Task objective - Edit the stretch from the line containing "Can you find the bird" through the line containing "<point>369,609</point>" so that "bird wing" becomes "bird feather", with everything else left unchanged. Leave the pictures out of your answer.

[Records from a data collection]
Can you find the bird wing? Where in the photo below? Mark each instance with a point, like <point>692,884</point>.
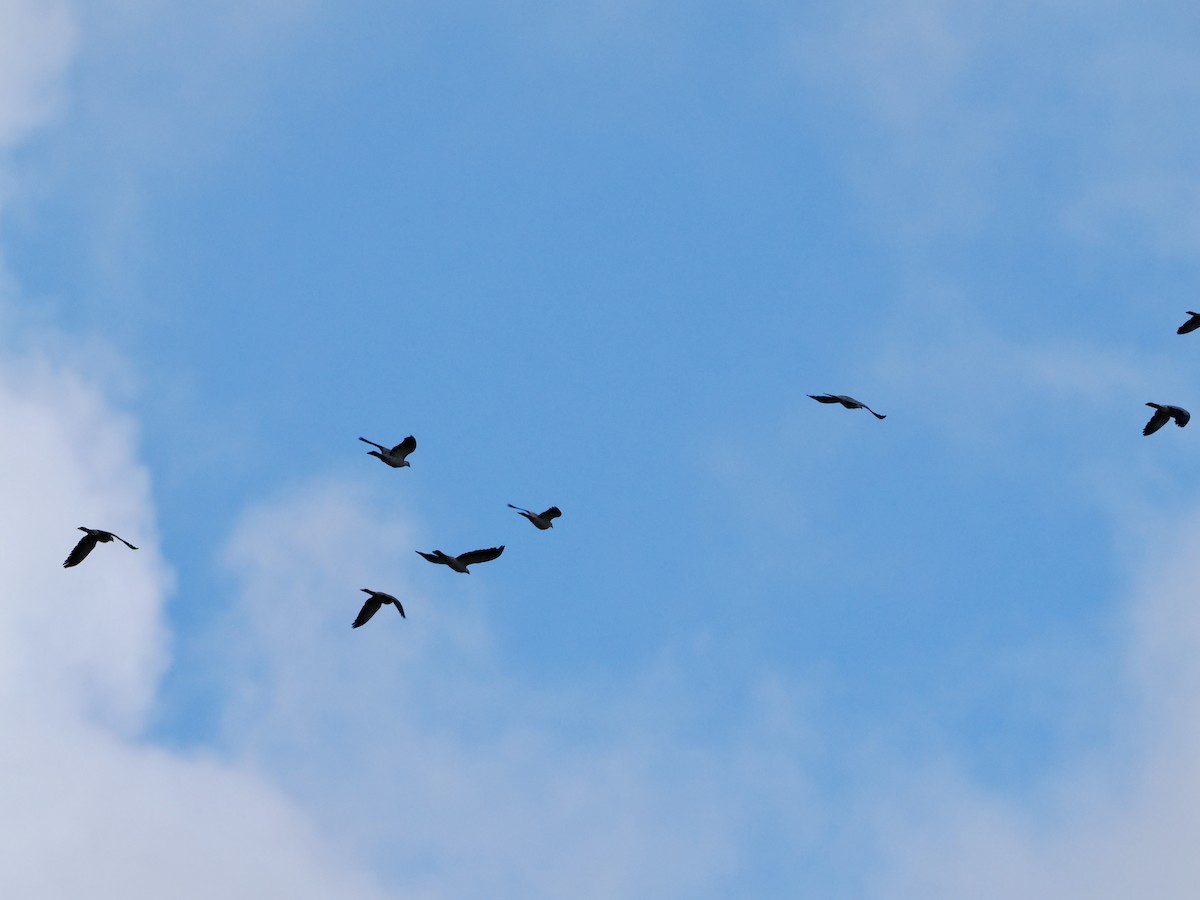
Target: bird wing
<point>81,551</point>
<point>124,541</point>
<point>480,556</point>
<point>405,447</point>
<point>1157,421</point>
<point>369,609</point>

* * *

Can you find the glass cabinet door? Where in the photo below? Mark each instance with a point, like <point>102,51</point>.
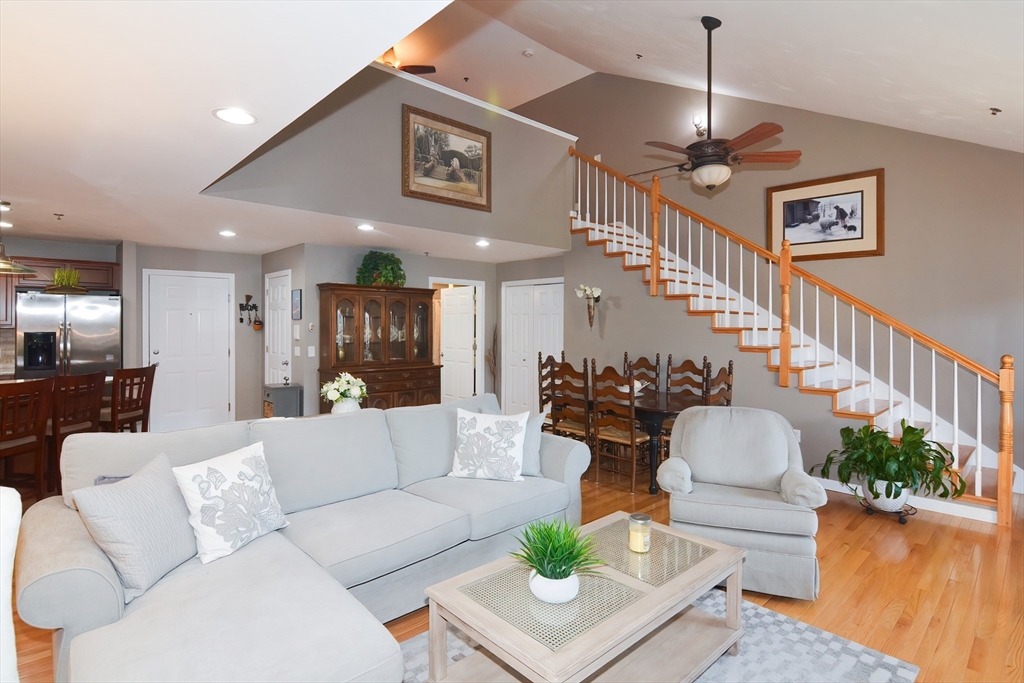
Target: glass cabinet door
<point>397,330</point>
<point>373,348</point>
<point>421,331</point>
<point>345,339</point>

Response to this task -
Can you find the bird feather? Where in the photo below? Mark each instance with a point, like <point>692,884</point>.
Target: bird feather
<point>81,551</point>
<point>124,541</point>
<point>480,556</point>
<point>405,447</point>
<point>1157,421</point>
<point>369,609</point>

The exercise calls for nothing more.